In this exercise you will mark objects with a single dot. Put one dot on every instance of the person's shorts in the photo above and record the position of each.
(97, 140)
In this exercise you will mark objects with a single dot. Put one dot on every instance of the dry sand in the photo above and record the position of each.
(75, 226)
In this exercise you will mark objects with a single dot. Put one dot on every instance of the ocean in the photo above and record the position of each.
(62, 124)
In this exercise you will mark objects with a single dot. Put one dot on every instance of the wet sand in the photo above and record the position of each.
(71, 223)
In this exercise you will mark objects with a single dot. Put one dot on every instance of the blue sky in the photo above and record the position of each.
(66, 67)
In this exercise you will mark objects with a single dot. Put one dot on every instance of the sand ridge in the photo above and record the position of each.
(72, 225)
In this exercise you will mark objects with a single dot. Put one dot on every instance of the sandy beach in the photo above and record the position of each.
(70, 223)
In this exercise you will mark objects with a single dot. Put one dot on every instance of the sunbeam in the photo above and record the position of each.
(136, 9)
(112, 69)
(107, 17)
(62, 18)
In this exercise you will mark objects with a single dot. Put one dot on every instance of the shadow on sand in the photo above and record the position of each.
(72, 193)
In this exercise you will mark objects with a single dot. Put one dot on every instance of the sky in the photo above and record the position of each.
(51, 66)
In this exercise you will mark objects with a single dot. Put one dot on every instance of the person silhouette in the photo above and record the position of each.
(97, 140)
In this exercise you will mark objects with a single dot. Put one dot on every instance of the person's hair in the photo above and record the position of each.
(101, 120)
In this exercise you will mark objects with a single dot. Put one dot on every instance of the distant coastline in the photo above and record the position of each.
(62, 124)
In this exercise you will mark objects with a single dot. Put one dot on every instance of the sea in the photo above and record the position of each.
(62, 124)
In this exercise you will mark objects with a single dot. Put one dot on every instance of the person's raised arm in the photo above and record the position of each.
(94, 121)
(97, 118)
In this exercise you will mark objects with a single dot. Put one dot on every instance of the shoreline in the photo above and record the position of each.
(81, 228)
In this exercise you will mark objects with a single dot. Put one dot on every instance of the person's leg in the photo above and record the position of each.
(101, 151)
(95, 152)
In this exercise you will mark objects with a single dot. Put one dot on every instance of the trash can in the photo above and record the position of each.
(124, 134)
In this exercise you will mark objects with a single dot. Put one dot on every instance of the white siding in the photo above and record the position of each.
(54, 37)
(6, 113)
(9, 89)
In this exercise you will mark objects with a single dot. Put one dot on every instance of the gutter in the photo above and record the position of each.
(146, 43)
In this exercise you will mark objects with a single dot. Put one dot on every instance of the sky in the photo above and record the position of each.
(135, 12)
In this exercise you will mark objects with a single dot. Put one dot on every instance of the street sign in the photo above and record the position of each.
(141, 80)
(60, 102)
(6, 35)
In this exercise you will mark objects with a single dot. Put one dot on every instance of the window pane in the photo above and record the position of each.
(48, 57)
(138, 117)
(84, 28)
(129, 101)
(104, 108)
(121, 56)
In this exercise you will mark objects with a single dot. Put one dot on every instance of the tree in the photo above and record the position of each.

◆ ◆ ◆ ◆ ◆ ◆ ◆

◆ WORK REQUIRED: Copy the records word for word, starting at the line that contains "of the window" and ending with the last line of the records.

◆ FINISHED TASK:
In this exercise you will mark objects with a single dot. Put one dot on every instance of the window pane in the photo above and record the position of each.
(48, 57)
(138, 117)
(84, 28)
(129, 101)
(104, 108)
(121, 56)
In this exercise you will mark objects with a single dot. Put one dot on every instance of the tree in the photo above and record the position of each.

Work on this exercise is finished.